* start RECORDS FOR PROCESSING *
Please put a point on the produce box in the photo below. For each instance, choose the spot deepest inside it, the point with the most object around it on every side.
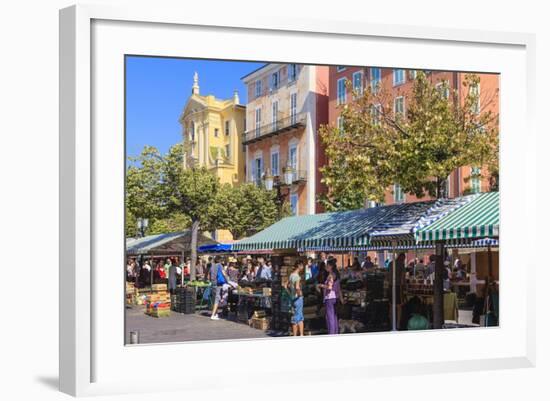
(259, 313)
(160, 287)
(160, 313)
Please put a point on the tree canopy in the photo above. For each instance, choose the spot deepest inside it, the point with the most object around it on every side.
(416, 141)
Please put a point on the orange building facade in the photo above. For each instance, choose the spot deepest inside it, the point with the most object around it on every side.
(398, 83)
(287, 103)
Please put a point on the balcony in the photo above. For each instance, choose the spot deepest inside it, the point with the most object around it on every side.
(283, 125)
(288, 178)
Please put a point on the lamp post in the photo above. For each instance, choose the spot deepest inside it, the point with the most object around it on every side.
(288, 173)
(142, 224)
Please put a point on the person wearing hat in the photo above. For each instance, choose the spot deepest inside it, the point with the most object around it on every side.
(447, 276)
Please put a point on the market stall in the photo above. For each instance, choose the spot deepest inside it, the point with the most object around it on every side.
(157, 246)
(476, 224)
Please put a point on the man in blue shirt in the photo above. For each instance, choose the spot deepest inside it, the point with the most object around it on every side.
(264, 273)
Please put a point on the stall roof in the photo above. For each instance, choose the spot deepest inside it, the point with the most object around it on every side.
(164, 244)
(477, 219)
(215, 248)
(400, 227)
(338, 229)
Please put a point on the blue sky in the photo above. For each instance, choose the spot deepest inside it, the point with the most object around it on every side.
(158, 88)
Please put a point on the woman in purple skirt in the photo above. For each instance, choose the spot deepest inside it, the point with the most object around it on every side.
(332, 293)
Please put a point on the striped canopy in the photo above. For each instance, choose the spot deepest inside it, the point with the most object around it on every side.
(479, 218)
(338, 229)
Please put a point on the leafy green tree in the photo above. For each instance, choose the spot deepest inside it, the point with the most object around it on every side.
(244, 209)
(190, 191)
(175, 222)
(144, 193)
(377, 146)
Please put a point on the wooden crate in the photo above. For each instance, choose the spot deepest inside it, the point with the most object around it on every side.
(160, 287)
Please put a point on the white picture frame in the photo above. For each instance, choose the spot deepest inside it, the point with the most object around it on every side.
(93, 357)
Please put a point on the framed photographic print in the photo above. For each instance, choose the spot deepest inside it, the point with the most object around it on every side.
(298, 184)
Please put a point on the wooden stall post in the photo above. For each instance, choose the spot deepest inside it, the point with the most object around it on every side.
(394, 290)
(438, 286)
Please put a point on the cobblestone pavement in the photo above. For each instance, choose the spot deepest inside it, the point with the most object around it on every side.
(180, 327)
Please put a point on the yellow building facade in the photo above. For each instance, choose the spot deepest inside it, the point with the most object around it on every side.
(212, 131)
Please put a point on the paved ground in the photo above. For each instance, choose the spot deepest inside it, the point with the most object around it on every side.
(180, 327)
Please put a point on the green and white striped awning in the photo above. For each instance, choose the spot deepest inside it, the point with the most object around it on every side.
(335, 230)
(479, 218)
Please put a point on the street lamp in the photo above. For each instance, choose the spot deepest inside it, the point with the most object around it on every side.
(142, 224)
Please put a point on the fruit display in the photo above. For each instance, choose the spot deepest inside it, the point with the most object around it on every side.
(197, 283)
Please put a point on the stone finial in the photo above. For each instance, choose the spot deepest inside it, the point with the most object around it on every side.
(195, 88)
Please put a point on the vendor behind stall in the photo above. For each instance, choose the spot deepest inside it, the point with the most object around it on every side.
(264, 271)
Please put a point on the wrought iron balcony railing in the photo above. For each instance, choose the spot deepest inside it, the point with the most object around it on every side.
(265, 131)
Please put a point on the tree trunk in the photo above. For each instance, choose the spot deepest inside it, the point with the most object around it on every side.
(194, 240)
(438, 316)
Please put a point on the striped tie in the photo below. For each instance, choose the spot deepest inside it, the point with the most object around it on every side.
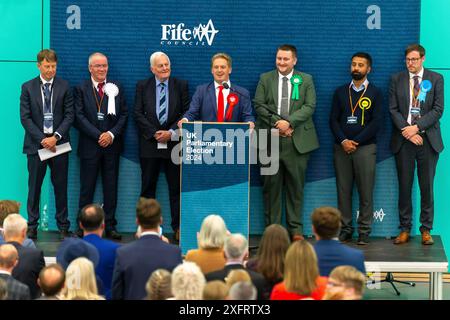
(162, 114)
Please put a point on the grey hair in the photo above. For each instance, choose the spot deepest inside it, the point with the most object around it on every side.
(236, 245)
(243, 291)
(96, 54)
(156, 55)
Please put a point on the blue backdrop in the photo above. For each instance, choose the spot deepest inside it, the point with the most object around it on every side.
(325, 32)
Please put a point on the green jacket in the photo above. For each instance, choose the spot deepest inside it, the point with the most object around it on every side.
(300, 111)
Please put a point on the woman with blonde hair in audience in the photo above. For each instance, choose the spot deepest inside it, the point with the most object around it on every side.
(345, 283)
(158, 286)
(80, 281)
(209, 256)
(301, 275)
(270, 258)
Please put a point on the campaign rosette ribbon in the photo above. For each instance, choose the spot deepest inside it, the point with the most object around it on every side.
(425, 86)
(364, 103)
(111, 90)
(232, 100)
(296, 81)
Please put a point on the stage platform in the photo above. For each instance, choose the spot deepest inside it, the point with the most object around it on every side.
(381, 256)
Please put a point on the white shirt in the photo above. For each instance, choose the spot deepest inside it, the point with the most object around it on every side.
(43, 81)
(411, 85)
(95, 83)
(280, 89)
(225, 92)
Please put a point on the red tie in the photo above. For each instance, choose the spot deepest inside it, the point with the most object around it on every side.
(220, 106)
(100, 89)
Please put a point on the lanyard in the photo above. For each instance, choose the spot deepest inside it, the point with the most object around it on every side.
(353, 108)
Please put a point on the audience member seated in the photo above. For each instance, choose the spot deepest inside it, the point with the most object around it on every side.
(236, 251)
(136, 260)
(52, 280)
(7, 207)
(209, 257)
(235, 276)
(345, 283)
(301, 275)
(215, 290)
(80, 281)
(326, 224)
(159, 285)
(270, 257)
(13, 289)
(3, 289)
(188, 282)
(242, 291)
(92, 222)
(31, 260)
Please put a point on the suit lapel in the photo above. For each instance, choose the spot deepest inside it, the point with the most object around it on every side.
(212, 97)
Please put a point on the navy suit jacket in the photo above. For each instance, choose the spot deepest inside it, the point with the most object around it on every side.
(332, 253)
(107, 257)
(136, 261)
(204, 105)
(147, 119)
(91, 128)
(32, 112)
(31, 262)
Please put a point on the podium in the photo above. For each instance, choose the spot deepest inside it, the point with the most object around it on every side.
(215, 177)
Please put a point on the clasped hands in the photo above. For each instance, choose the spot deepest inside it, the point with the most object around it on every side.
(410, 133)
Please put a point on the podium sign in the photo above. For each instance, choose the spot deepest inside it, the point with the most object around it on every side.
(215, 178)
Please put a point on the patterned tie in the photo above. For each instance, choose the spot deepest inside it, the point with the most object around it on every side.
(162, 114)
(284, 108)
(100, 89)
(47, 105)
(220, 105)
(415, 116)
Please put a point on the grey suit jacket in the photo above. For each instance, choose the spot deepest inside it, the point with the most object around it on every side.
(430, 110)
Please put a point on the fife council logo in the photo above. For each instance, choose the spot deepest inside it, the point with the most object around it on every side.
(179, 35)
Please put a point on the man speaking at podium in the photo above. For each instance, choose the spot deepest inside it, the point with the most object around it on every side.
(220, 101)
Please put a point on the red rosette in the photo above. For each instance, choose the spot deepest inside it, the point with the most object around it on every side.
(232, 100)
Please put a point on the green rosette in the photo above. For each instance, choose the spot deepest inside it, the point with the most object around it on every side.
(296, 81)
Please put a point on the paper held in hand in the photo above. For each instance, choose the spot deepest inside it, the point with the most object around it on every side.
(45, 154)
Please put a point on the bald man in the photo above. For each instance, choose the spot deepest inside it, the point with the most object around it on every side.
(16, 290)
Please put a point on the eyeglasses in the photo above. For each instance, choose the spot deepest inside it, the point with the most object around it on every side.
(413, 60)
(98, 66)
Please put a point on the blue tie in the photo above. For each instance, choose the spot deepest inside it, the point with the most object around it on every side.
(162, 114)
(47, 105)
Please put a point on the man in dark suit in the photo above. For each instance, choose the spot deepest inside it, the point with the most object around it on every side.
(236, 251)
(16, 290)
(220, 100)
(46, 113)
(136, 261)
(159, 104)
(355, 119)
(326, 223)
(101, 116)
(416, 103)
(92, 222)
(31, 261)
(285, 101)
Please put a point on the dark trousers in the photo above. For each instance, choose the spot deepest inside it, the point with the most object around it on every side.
* end RECORDS FOR PROCESSING *
### WHAT TO PRODUCE
Repeat exactly, and only, the lines from the line containing "Please put a point on the eyeglasses" through the last line of the records above, both included.

### RESPONSE TO THIS TASK
Please put a point on the eyeglasses in the photo above. For each instance, choose the spot deepest inside it, the point with the most object around it on every side.
(413, 60)
(98, 66)
Please put a point on the blue tie in the photo above. For each instance, choose the spot deepest inside it, the point with the most object around it on every side.
(162, 114)
(47, 105)
Please put a point on the man in dark suit in the photo above. For each instance, choose the spot deepest inside it, the point with the most object around it on every side.
(236, 251)
(16, 290)
(220, 100)
(46, 113)
(136, 261)
(159, 104)
(355, 119)
(326, 223)
(101, 116)
(416, 103)
(92, 222)
(31, 261)
(285, 101)
Please put a point on the dark trousers in the photo above. For each instance, choose the spot deepest inside it, the point with the most object around it on every side.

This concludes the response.